• _What you have to do_:
Extract each line below that contains the word "white", and copy every such line in full.

• • •

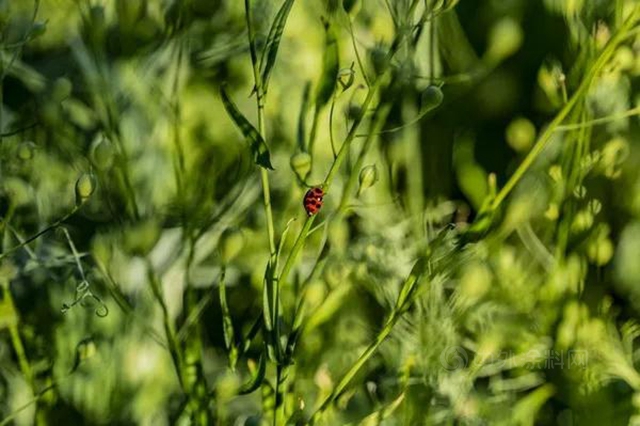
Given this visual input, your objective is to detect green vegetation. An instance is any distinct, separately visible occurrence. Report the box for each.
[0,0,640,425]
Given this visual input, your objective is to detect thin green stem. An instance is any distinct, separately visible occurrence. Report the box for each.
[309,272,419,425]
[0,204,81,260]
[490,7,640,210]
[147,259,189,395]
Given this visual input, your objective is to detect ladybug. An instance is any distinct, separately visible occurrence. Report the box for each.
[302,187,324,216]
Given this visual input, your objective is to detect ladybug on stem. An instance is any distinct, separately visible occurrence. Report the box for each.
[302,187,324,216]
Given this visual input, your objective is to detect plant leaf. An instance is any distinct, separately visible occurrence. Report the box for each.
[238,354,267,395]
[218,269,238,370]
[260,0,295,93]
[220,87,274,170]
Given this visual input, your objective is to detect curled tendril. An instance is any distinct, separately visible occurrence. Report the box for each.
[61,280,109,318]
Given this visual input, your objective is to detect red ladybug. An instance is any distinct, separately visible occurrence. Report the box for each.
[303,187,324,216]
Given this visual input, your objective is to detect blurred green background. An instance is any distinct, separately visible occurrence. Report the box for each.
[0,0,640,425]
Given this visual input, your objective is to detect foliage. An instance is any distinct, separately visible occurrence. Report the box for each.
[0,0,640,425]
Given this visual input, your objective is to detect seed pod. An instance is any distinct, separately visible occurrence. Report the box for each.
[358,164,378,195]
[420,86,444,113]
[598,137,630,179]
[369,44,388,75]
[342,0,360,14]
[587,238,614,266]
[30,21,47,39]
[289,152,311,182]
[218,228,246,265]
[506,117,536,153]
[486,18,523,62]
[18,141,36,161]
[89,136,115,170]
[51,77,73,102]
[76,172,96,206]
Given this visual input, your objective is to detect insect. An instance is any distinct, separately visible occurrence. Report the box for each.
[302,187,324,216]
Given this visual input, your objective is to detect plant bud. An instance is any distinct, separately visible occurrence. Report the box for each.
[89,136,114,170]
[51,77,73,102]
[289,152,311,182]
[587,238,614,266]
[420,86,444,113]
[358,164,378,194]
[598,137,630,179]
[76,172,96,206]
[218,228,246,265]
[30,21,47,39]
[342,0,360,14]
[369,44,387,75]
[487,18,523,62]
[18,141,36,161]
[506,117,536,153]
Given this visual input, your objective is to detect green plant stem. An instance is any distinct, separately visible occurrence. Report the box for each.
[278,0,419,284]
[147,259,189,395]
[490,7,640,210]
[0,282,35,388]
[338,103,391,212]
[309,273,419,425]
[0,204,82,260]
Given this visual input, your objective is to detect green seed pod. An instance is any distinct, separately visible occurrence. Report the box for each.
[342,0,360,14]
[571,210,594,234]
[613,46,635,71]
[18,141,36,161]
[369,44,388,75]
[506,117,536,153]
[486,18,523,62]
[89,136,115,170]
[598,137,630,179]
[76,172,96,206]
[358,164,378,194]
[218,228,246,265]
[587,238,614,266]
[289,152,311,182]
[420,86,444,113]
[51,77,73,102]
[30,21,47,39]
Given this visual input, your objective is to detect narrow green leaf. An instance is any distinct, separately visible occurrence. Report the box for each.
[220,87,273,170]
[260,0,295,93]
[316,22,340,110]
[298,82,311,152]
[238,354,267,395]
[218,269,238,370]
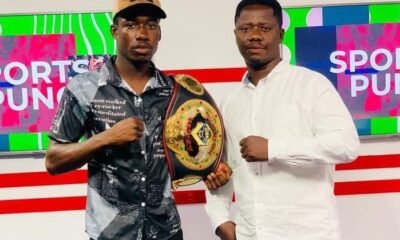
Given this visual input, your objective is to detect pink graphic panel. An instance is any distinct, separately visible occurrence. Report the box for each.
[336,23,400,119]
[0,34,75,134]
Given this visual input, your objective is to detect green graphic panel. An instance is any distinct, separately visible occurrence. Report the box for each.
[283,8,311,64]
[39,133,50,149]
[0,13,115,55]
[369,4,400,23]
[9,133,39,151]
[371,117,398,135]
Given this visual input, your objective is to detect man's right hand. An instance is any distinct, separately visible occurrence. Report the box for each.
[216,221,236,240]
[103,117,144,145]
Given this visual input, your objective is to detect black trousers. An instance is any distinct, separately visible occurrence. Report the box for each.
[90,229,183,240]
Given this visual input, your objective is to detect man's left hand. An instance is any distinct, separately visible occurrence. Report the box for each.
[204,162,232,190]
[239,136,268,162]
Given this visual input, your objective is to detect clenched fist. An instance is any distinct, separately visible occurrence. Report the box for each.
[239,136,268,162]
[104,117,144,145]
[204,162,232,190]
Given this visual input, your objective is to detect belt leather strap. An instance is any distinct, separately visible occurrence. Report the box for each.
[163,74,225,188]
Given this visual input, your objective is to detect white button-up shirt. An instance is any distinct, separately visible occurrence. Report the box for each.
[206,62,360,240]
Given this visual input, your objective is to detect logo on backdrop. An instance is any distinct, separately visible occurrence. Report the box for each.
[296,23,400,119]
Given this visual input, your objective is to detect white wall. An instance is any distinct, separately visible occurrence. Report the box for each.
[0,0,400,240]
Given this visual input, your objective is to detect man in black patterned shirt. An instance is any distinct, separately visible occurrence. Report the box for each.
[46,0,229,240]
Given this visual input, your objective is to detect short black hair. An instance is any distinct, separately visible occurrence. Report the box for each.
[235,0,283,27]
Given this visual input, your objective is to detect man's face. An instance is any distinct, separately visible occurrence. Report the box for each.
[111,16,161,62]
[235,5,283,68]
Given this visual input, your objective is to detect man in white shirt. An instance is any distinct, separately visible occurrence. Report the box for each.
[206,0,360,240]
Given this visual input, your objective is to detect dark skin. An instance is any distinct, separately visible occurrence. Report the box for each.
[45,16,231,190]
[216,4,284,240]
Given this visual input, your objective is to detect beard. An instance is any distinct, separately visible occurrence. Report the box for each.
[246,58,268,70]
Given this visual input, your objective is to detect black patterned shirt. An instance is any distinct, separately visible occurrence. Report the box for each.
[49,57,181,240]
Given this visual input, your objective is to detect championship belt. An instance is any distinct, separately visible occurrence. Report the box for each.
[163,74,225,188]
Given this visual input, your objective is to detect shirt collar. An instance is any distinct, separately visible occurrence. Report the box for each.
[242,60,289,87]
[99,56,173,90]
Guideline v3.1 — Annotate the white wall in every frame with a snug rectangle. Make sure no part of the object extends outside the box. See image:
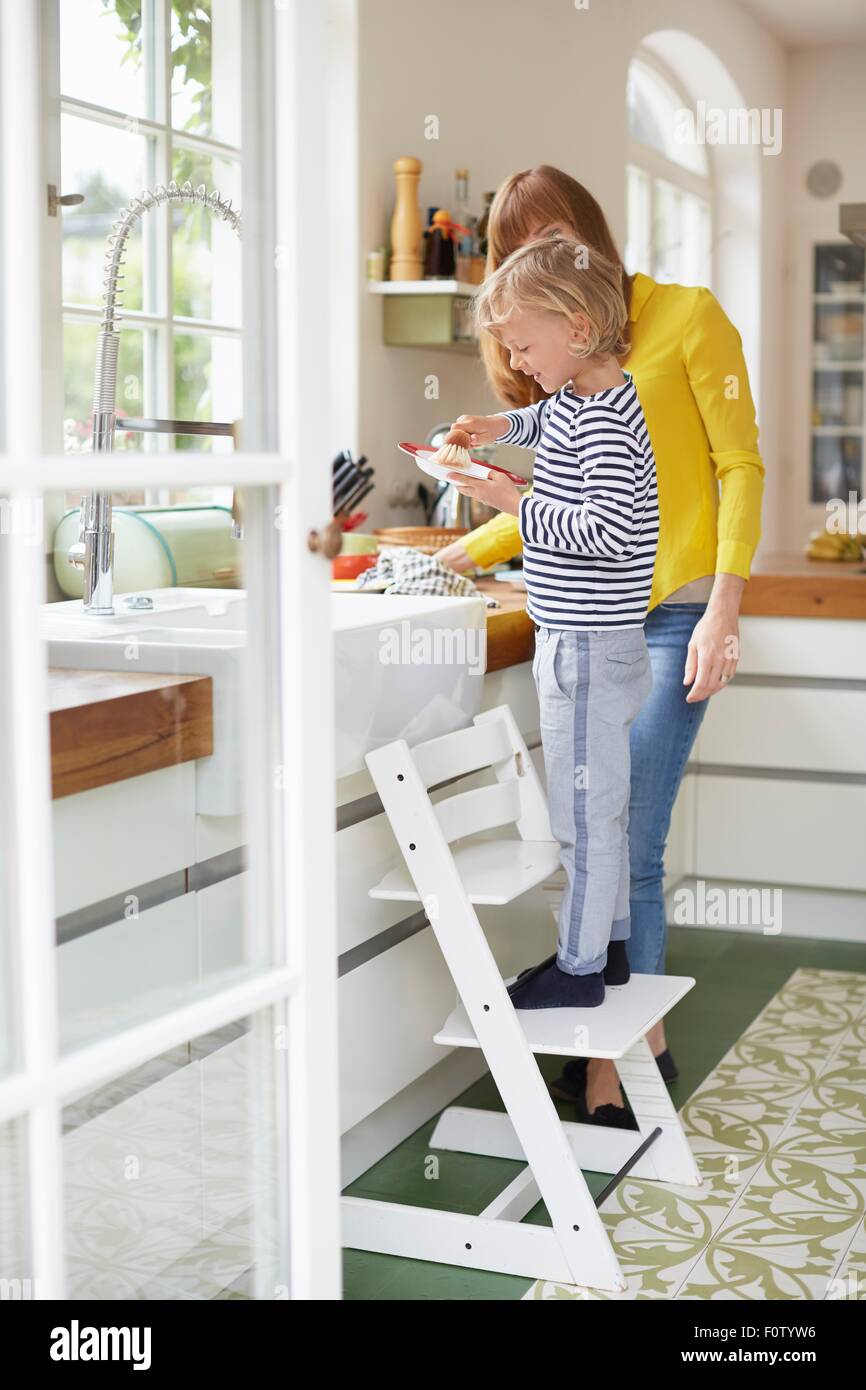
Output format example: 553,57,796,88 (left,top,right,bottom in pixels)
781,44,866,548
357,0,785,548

• • •

• _Worked solution_:
Given this visual input, your objective is to detect white button-up shirt. An instance is any distinct, separately visible occurrence. Report the box for each.
Given this visual input, your objective is to detect white wall. An instance is any distinct, separately visible occurrence. Report the box for each.
Given this visual input, your objective is to detect man in white shirt. An instance is any distinct, separately visible occurrence. Report the box for each.
Guideline v3.1 — Annotate the white wall in every frame with a snug rectangle. Make sure no part of the object extends outside the box. See image:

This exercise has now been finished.